**Required action:** In full and word for word, return the listing that follows.

**Input for this task:**
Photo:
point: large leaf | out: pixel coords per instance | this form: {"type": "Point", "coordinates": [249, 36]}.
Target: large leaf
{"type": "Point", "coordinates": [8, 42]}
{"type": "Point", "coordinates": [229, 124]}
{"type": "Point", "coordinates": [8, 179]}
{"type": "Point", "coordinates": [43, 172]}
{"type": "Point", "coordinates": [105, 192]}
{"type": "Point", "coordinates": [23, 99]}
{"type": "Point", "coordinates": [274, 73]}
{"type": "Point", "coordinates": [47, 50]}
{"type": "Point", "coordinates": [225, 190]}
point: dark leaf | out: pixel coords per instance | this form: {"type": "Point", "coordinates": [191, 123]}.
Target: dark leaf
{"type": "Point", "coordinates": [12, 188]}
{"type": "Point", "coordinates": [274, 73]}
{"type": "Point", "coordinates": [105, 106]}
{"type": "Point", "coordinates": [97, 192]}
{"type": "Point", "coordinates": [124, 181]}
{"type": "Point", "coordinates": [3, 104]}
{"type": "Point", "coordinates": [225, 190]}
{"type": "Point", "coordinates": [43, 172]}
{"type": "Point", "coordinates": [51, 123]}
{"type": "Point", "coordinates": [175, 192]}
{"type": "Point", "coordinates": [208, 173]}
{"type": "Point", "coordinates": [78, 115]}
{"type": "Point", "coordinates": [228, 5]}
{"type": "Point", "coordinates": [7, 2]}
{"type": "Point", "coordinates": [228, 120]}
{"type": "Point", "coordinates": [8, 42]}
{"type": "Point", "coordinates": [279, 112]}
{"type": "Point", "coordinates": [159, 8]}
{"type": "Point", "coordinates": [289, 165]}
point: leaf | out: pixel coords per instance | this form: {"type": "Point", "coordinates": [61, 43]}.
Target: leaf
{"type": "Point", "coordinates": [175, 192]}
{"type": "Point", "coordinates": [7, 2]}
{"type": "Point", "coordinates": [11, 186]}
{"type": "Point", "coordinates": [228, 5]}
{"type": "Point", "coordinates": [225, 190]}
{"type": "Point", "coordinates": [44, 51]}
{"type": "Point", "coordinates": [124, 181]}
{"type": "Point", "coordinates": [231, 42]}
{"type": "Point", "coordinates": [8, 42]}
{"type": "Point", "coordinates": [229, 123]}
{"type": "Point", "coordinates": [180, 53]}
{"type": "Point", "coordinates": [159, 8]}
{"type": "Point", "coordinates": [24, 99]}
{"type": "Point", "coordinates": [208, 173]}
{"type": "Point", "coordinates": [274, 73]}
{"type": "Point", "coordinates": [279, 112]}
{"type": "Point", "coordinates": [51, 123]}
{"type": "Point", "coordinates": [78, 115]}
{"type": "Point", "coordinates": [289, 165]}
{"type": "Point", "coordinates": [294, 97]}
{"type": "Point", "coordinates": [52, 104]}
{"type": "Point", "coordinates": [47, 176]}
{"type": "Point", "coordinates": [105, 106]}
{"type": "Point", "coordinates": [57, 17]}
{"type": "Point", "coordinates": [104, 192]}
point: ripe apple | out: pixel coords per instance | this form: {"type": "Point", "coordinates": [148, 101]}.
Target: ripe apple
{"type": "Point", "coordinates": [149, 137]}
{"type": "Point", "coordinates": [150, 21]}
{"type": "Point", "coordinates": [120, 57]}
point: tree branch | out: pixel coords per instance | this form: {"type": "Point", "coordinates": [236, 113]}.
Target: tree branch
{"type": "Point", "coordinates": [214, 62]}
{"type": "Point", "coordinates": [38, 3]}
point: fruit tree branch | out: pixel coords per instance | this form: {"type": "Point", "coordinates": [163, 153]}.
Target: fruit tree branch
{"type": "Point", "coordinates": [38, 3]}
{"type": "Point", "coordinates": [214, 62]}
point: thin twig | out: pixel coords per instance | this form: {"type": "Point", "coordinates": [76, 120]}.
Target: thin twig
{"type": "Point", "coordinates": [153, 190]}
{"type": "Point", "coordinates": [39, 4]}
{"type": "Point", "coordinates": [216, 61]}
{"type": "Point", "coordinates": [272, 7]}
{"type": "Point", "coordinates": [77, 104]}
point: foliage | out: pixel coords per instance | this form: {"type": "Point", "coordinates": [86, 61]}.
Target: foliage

**Output for this exercise:**
Photo:
point: large leaf | out: pixel coords per instance | this form: {"type": "Point", "coordinates": [249, 36]}.
Target: large leaf
{"type": "Point", "coordinates": [8, 42]}
{"type": "Point", "coordinates": [229, 124]}
{"type": "Point", "coordinates": [8, 179]}
{"type": "Point", "coordinates": [43, 172]}
{"type": "Point", "coordinates": [105, 192]}
{"type": "Point", "coordinates": [23, 99]}
{"type": "Point", "coordinates": [274, 73]}
{"type": "Point", "coordinates": [47, 50]}
{"type": "Point", "coordinates": [225, 190]}
point: dark leaf | out: pixel coords per instance | this form: {"type": "Point", "coordinates": [191, 123]}.
Target: dark leaf
{"type": "Point", "coordinates": [12, 188]}
{"type": "Point", "coordinates": [274, 73]}
{"type": "Point", "coordinates": [105, 106]}
{"type": "Point", "coordinates": [97, 192]}
{"type": "Point", "coordinates": [124, 181]}
{"type": "Point", "coordinates": [3, 104]}
{"type": "Point", "coordinates": [225, 190]}
{"type": "Point", "coordinates": [43, 172]}
{"type": "Point", "coordinates": [51, 123]}
{"type": "Point", "coordinates": [175, 192]}
{"type": "Point", "coordinates": [208, 173]}
{"type": "Point", "coordinates": [78, 115]}
{"type": "Point", "coordinates": [228, 5]}
{"type": "Point", "coordinates": [7, 2]}
{"type": "Point", "coordinates": [228, 120]}
{"type": "Point", "coordinates": [8, 42]}
{"type": "Point", "coordinates": [279, 112]}
{"type": "Point", "coordinates": [159, 8]}
{"type": "Point", "coordinates": [289, 165]}
point: leaf | out: pixel coords per instance | this form: {"type": "Point", "coordinates": [61, 43]}.
Target: leaf
{"type": "Point", "coordinates": [175, 192]}
{"type": "Point", "coordinates": [7, 2]}
{"type": "Point", "coordinates": [11, 186]}
{"type": "Point", "coordinates": [228, 5]}
{"type": "Point", "coordinates": [225, 190]}
{"type": "Point", "coordinates": [44, 51]}
{"type": "Point", "coordinates": [124, 181]}
{"type": "Point", "coordinates": [231, 42]}
{"type": "Point", "coordinates": [8, 42]}
{"type": "Point", "coordinates": [229, 123]}
{"type": "Point", "coordinates": [180, 53]}
{"type": "Point", "coordinates": [159, 8]}
{"type": "Point", "coordinates": [24, 99]}
{"type": "Point", "coordinates": [208, 173]}
{"type": "Point", "coordinates": [274, 73]}
{"type": "Point", "coordinates": [279, 112]}
{"type": "Point", "coordinates": [51, 123]}
{"type": "Point", "coordinates": [78, 115]}
{"type": "Point", "coordinates": [289, 165]}
{"type": "Point", "coordinates": [294, 97]}
{"type": "Point", "coordinates": [52, 104]}
{"type": "Point", "coordinates": [47, 176]}
{"type": "Point", "coordinates": [105, 106]}
{"type": "Point", "coordinates": [57, 17]}
{"type": "Point", "coordinates": [104, 192]}
point: ripe apple | out: pixel coords per instance | this form: {"type": "Point", "coordinates": [148, 101]}.
Target: ripe apple
{"type": "Point", "coordinates": [149, 137]}
{"type": "Point", "coordinates": [150, 21]}
{"type": "Point", "coordinates": [120, 57]}
point: tree branch | out: pixel coords per instance | this form: {"type": "Point", "coordinates": [236, 113]}.
Target: tree branch
{"type": "Point", "coordinates": [214, 62]}
{"type": "Point", "coordinates": [38, 3]}
point: fruit tree branch | out: pixel coords per instance | this form: {"type": "Point", "coordinates": [163, 153]}.
Target: fruit tree branch
{"type": "Point", "coordinates": [38, 3]}
{"type": "Point", "coordinates": [214, 62]}
point: thin twig | out: pixel coords per instance | this form: {"type": "Point", "coordinates": [76, 120]}.
Target: thin twig
{"type": "Point", "coordinates": [153, 190]}
{"type": "Point", "coordinates": [39, 4]}
{"type": "Point", "coordinates": [216, 61]}
{"type": "Point", "coordinates": [272, 7]}
{"type": "Point", "coordinates": [77, 104]}
point: foliage | out: pixel coords per instance | this form: {"type": "Point", "coordinates": [86, 61]}.
Target: foliage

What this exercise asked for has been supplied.